INSTRUCTIONS TO FOLLOW: Which lines in the records below hold the word "jacket"? Copy each of them.

LISTED RECORDS:

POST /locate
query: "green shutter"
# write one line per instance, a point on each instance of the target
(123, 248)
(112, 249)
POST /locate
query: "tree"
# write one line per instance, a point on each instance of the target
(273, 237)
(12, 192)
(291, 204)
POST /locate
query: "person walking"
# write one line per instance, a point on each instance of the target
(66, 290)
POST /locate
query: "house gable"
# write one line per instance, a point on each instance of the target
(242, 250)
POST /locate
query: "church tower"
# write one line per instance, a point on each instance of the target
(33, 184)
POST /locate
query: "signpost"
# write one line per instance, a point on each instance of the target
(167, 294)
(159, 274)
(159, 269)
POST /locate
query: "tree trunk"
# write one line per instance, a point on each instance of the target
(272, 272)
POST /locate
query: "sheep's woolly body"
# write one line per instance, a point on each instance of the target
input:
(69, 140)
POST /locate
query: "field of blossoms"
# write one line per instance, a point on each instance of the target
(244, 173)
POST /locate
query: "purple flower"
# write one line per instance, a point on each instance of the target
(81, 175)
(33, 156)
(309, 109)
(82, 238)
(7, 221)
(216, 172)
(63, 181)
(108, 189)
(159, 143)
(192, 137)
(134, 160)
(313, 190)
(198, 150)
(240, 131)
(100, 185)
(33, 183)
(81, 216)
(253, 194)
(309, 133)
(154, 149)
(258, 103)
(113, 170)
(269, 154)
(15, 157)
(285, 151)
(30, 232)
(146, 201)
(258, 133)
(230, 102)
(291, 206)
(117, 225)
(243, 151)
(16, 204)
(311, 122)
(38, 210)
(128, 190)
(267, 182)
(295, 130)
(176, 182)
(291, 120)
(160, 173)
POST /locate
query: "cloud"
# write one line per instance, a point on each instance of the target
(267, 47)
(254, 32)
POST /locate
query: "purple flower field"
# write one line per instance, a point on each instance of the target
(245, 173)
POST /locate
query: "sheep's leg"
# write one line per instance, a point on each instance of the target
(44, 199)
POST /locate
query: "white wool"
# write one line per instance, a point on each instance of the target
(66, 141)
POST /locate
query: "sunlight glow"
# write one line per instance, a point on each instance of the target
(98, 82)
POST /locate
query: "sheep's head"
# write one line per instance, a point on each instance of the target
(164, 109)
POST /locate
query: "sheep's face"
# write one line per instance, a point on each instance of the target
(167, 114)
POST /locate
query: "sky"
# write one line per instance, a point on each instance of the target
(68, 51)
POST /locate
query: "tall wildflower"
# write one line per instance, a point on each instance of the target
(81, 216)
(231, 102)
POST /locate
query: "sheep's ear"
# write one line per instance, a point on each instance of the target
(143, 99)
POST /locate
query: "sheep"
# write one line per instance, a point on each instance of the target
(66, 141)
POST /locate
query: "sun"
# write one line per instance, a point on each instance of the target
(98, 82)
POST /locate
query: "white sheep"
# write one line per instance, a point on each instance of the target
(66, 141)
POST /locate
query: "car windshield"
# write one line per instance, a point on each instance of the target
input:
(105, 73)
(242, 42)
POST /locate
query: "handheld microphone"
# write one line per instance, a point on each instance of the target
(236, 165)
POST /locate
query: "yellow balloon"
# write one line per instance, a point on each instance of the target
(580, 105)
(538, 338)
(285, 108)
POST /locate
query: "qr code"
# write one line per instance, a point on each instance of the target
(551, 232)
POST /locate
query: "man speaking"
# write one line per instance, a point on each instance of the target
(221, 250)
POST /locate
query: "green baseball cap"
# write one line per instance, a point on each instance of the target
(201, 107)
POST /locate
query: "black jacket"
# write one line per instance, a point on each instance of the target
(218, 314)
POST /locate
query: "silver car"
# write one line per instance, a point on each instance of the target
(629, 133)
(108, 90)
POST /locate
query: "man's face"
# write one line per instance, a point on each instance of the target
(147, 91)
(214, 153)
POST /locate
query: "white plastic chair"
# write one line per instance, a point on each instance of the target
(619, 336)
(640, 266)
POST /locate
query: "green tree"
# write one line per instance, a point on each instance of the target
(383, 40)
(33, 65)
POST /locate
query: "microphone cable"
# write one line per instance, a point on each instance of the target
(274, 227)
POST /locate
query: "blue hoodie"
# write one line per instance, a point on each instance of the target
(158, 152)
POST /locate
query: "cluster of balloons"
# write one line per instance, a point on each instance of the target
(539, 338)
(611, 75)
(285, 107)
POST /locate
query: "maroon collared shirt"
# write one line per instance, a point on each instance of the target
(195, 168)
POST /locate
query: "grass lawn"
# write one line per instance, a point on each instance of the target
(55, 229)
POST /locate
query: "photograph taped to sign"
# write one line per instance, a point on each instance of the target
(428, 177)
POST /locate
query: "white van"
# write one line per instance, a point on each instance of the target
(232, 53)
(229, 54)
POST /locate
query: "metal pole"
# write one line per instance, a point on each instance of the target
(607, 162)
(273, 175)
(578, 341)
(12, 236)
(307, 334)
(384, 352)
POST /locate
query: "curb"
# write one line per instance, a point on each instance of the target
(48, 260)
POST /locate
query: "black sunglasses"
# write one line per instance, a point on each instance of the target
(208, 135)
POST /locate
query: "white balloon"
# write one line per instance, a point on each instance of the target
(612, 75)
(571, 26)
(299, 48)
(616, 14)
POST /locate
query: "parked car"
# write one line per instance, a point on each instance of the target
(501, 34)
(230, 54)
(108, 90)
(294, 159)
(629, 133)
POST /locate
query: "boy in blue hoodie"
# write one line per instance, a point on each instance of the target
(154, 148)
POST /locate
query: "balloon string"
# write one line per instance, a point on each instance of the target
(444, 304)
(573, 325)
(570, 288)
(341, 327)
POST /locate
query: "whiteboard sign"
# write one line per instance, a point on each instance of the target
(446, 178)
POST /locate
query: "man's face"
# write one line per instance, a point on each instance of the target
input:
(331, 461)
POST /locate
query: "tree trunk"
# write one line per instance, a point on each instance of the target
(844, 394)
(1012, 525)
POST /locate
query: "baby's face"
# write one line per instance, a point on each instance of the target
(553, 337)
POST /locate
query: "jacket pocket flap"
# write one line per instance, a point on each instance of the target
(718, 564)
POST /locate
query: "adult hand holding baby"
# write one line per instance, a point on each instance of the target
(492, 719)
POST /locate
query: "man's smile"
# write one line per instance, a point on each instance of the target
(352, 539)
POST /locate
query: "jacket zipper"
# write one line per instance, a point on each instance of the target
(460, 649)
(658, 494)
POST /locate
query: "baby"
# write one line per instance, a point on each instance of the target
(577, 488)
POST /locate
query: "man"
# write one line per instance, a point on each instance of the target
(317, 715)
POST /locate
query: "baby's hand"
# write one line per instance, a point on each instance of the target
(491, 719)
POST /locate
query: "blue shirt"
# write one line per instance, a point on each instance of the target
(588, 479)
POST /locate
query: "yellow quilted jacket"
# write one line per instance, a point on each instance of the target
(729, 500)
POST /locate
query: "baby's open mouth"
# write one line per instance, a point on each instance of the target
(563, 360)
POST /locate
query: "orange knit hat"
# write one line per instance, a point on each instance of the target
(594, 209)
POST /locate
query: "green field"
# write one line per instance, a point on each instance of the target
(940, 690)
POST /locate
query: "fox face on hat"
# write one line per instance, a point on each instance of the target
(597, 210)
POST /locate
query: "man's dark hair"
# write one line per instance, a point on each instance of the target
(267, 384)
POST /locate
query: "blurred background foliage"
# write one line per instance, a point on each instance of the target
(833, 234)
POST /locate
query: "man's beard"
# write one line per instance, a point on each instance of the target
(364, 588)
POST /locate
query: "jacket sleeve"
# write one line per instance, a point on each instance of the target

EXPECTED ANSWER:
query: "black jacket"
query: "jacket pocket flap"
query: "jacket zipper"
query: "yellow quilted jacket"
query: "jacket sleeve"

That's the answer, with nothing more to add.